Covid-19 situation in Delhi improving steadily, but too early to talk about ‘peak’

India Coronavirus Cases: For eleven consecutive days now, the number of people recovering from the novel Coronavirus disease in Delhi has remained higher than newly-detected infections. This has been the case on 17 out of the last 20 days. No other state has even come close to such a trend.

What this means is that the number of people coming out of the hospitals every day in Delhi is more than the number of people going in. Apart from the fact that it is freeing up hospital space and reducing the burden on healthcare staff, it could also be a signal of something more important. If the trend holds for at least two weeks, the normal recovery time for an infected person, then it could indicate that the disease is reaching its peak, and probably a decline could be nearby.


Scientists and health experts would, however, prefer to observe the trend for slightly longer time before drawing conclusions like this. That is because of inconsistencies in reporting of data. The numbers that are reported every day do not always pertain to that day. There are time lags at each stage. Everyone is not tested in the initial days of infection, and the arrival of test result takes its own time. The compilation of data and its reporting also has a time lag. As a result, very few cases that get reported on any day are from that day itself. Often, the daily data is a mixture of cases that have emerged over the past several days. The information about deaths of people often has a longer time lag because several states have set up death audit committees, which assess the exact cause of death before reporting it.

_Entries provided_
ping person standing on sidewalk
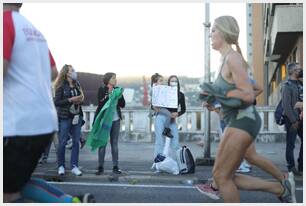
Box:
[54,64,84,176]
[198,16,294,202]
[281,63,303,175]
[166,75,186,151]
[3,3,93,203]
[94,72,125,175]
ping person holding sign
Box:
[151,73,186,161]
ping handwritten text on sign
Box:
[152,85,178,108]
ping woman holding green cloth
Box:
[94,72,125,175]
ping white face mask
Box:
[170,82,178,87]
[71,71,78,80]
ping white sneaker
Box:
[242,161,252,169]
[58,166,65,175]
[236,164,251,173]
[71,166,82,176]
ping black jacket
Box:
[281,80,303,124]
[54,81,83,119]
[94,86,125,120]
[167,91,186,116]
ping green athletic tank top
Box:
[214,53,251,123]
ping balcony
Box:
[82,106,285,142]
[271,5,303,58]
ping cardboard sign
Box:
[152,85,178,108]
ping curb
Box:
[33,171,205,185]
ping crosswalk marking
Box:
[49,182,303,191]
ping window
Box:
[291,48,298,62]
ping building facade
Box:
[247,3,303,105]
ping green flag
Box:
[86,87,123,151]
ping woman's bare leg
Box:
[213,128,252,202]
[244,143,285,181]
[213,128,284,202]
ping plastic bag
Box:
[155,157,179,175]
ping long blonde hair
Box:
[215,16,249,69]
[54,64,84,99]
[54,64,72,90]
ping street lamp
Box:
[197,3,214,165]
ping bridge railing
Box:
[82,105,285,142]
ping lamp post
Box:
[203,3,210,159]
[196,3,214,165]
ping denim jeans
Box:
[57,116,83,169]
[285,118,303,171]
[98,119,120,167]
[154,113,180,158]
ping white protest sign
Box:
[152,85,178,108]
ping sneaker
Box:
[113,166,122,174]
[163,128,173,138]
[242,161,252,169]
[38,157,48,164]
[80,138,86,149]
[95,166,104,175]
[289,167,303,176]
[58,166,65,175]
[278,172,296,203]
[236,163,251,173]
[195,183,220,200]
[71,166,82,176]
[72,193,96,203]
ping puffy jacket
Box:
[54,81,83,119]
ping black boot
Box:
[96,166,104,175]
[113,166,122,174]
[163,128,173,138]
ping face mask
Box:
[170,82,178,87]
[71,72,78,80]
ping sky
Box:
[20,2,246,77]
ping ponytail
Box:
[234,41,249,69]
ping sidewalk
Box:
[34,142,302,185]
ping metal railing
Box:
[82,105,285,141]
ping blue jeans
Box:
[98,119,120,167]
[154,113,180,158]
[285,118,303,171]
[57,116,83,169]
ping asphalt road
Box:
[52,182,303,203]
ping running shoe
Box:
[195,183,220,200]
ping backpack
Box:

* * *

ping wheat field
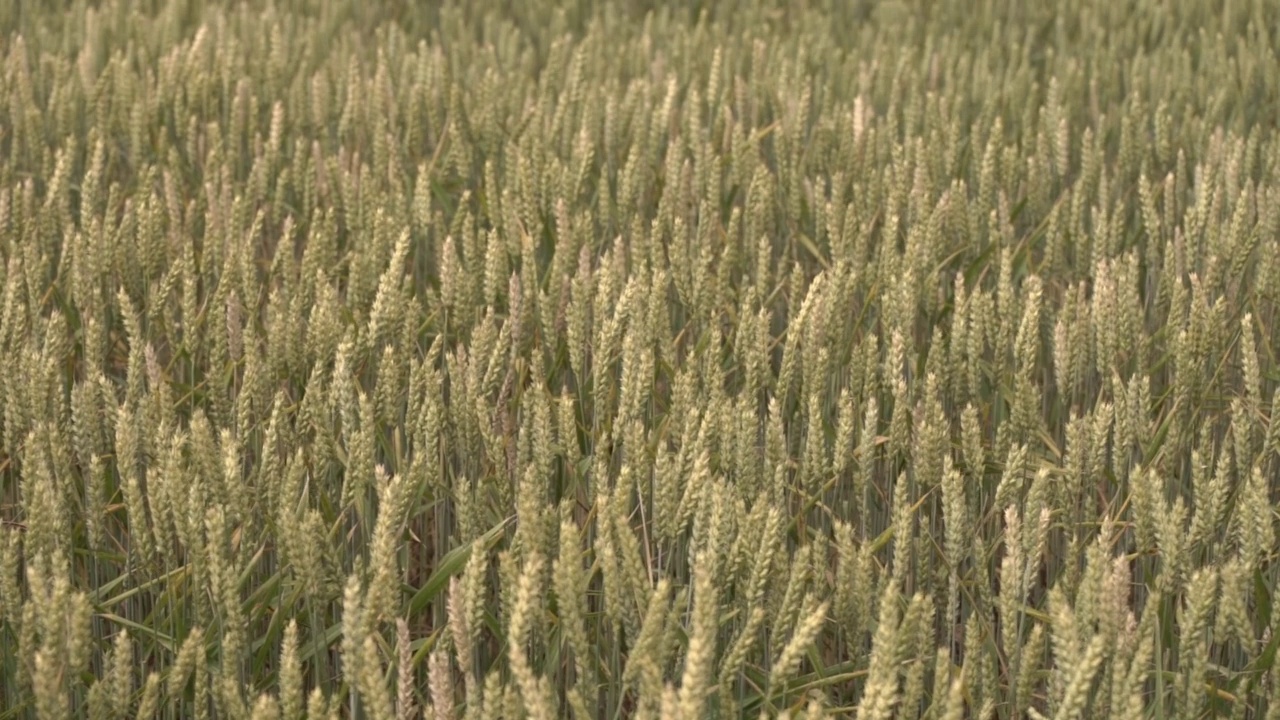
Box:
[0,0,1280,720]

==

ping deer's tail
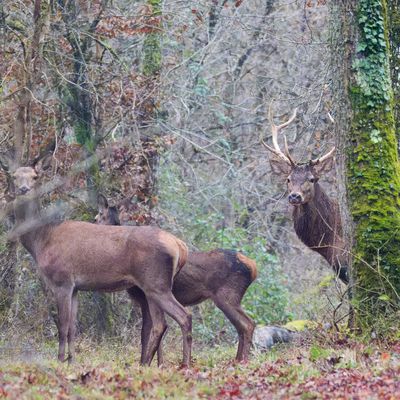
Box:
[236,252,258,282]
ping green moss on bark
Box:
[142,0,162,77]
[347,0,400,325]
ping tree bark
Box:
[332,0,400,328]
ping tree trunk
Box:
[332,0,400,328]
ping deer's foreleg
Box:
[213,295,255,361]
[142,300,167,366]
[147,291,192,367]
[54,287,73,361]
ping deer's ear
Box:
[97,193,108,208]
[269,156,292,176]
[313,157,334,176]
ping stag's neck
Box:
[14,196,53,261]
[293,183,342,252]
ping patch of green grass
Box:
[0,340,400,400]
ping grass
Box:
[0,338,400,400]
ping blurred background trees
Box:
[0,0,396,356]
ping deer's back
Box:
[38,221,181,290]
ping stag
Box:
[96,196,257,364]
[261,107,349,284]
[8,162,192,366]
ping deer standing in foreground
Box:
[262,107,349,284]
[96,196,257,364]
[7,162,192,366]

_Brief_
Carry on the article on Delhi's Covid-19 trend from its last sentence. The rows are separate material, unrelated to the article on Delhi's Covid-19 trend.

_Answer space_
The daily data released by state governments is therefore only indicative. It is good to pick-up overall trends, and the direction in which the disease is headed, but for assessing whether the disease has arrived at its peak, or has begun declining, a more rigorous look at data over a longer period would be required. At the national level, there has a significant gap in the number of new infections being detected every day, and the number of people being declared recovered from the disease and, in the last few days at least, this gap has only been increasing.


Nevertheless, Delhi does seem to showing promise, and there has been a remarkable turnaround in the situation in the last three weeks. Its growth rate (seven-day compounded daily growth rate) has dropped to 1.38 per cent, the lowest in the country right now.